*** Opening of Listed records ***
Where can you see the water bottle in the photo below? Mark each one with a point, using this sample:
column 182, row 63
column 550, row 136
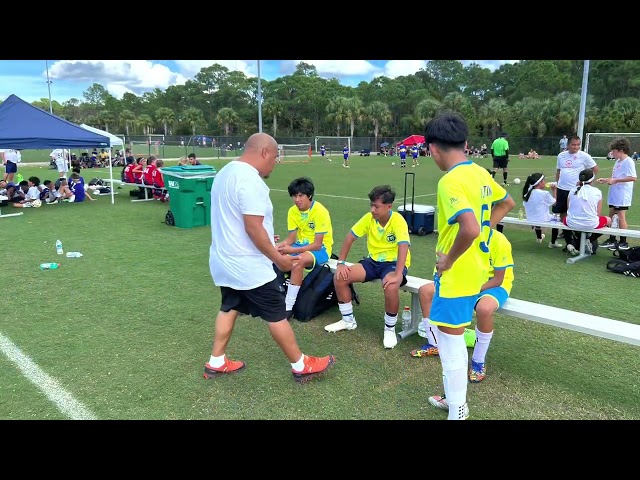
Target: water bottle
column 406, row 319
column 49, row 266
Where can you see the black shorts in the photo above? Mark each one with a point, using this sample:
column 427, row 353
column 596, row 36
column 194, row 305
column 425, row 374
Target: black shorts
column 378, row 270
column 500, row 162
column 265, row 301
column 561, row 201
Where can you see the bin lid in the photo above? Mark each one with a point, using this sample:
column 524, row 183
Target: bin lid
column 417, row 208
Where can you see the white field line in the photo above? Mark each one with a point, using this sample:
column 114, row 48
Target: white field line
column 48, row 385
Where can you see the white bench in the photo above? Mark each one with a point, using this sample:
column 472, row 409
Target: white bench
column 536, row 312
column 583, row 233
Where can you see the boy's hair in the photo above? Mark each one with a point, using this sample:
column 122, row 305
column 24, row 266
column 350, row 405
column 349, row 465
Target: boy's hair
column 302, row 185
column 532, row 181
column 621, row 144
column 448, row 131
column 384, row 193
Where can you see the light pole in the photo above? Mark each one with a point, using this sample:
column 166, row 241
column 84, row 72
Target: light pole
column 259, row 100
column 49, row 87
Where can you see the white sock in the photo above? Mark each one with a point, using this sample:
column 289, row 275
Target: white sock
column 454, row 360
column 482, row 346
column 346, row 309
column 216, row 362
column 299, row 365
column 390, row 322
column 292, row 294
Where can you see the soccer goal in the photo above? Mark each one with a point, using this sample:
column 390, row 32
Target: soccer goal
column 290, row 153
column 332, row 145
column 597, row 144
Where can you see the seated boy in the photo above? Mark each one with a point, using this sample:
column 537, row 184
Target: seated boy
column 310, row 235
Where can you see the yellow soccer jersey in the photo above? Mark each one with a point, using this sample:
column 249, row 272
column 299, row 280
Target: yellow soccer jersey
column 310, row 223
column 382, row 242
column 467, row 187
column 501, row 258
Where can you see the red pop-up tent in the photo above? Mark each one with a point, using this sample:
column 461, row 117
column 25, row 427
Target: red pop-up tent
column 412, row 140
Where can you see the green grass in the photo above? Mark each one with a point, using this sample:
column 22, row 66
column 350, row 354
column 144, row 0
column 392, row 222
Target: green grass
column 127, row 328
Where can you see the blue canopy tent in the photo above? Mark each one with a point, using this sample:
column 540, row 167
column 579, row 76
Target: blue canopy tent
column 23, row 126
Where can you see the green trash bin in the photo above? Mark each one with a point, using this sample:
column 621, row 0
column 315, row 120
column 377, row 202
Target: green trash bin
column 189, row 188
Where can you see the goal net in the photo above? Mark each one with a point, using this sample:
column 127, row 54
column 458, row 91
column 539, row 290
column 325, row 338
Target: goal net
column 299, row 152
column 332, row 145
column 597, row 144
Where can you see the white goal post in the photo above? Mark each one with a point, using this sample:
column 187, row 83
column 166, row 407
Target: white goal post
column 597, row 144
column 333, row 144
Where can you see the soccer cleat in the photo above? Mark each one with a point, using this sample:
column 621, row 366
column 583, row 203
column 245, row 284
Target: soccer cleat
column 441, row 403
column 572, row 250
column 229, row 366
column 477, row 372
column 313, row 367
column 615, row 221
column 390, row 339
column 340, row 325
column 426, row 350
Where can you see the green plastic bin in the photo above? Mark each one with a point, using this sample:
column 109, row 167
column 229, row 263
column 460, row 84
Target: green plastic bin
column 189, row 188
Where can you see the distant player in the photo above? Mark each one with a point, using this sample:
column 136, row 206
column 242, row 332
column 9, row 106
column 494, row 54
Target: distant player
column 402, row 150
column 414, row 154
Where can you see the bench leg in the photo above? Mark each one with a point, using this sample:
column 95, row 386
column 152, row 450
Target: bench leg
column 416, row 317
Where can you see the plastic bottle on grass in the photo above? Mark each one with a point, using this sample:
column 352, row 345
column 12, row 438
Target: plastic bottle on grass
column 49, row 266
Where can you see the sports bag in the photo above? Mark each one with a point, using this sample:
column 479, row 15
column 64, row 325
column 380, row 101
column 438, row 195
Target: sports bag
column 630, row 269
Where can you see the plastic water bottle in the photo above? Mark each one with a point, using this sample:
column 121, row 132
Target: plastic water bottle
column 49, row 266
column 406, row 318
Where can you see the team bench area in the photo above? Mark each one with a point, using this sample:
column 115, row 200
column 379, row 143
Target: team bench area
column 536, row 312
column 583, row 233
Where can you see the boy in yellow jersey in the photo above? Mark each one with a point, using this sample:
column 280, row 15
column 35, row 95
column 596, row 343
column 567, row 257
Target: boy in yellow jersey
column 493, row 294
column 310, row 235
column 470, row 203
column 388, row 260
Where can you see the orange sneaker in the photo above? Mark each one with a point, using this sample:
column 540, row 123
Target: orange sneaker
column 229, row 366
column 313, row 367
*** Close of Listed records ***
* [Activity] Please set down each line of the data above exactly as written, without the pictures.

* [Solved exercise]
Where can you see the water bottle in the photo below? Mark each one with a point, using this sample:
column 182, row 63
column 550, row 136
Target: water bottle
column 406, row 319
column 49, row 266
Where can you see the black shorts in the photo above? Mark each one with a point, using this sample:
column 427, row 353
column 596, row 36
column 194, row 305
column 425, row 374
Target: black shorts
column 378, row 270
column 500, row 162
column 265, row 301
column 561, row 201
Where can you see the bin lid in the photo above? Mark each one with a point, using this sample:
column 524, row 183
Target: bin lid
column 417, row 208
Where can you see the white field line in the photo above? Mark each one with a point, using this sample:
column 114, row 48
Target: white field line
column 48, row 385
Where can you see the white bench in the photo above? Mark each one with a point, using this sample:
column 472, row 409
Target: white bench
column 536, row 312
column 583, row 233
Where can you see the boy's hair in the photo above? Mark each one with a point, using this sample:
column 122, row 305
column 24, row 266
column 350, row 405
column 349, row 465
Target: boy's hair
column 302, row 185
column 532, row 181
column 621, row 144
column 448, row 131
column 384, row 193
Where can you see the light pole in the photo above? Mark each one with a point, using this sample:
column 166, row 241
column 84, row 72
Target: light pole
column 259, row 100
column 49, row 87
Where can you see the white sock in the photo above? Mark each one with a point, using this sample:
column 289, row 275
Target: white sock
column 454, row 360
column 482, row 346
column 346, row 309
column 216, row 362
column 299, row 365
column 390, row 322
column 292, row 294
Where can you see the soccer goal in the photo above? Mark each one with a point, using this sample:
column 390, row 32
Target: soccer goal
column 290, row 153
column 332, row 145
column 597, row 144
Where can you see the seated boy in the photo above? Mark each one with a point, using this sample:
column 537, row 184
Target: seated boy
column 310, row 235
Where can you see the yellow soccer jersey in the photo above? Mark each one with a point, using this sample:
column 249, row 272
column 299, row 280
Target: yellow soccer jersey
column 310, row 223
column 382, row 242
column 467, row 187
column 501, row 258
Where can you see the red pop-up tent in the photo above? Mark each one with a point, using this sample:
column 461, row 117
column 25, row 427
Target: red pop-up tent
column 412, row 140
Where can you see the green grass in the photo above? Mark each one with a point, using this sample:
column 22, row 66
column 350, row 354
column 144, row 0
column 392, row 222
Target: green grass
column 127, row 328
Where can you see the blue canopy tent in the photo above? Mark each one with a point, using this sample:
column 540, row 167
column 579, row 76
Target: blue canopy tent
column 23, row 126
Where can you see the green trash bin in the photo above? Mark each one with a point, using this sample:
column 621, row 0
column 315, row 120
column 377, row 202
Target: green trash bin
column 189, row 188
Where can you see the goal net in the photo above? Mark each one with a point, using this sample:
column 127, row 54
column 458, row 91
column 539, row 290
column 325, row 338
Target: goal net
column 299, row 152
column 332, row 145
column 597, row 144
Where can you see the white goal post in the photo above? Mark each one with a point, using this sample:
column 187, row 83
column 166, row 407
Target: white goal post
column 597, row 144
column 333, row 144
Where can you see the soccer cleat in the photo above? Mark each one with a point, using this sample:
column 621, row 366
column 583, row 203
column 245, row 284
Target: soccer cleat
column 441, row 403
column 572, row 250
column 229, row 366
column 477, row 372
column 313, row 367
column 615, row 221
column 390, row 339
column 340, row 325
column 426, row 350
Where can you see the green plastic bin in the photo above? Mark each one with a point, using this sample:
column 109, row 167
column 229, row 263
column 460, row 84
Target: green plastic bin
column 189, row 188
Where can you see the distant player in the photo above? Mark each one with a point, using this sample:
column 136, row 206
column 242, row 332
column 9, row 106
column 494, row 54
Target: distant player
column 402, row 150
column 414, row 154
Where can you see the bench leg in the photo above? Mark each one with a point, using this sample:
column 95, row 386
column 152, row 450
Target: bench leg
column 416, row 317
Where can you see the plastic bottle on grass in the photo above? Mark each one with a point, using this sample:
column 352, row 345
column 12, row 438
Target: plastic bottle on grass
column 49, row 266
Where can you see the sports bag in the photo above? Mark each one with a point, using this sample:
column 479, row 15
column 64, row 325
column 380, row 101
column 438, row 195
Target: sports bag
column 630, row 269
Where can you see the plastic water bottle in the photo above? Mark each one with a point, using this sample:
column 121, row 132
Target: plastic water bottle
column 49, row 266
column 406, row 318
Where can you see the team bench area in the photo above? Mark each one with a point, using this sample:
column 115, row 200
column 379, row 143
Target: team bench area
column 536, row 312
column 583, row 233
Where can you see the boy in yellow jersey in the photo above? Mark each one with a point, using this sample:
column 280, row 15
column 35, row 95
column 596, row 343
column 567, row 257
Target: boy in yellow jersey
column 493, row 294
column 310, row 235
column 470, row 203
column 388, row 260
Where can you see the orange sneaker in the photo above? Mark each one with a point, using this sample:
column 540, row 123
Target: orange sneaker
column 229, row 366
column 313, row 367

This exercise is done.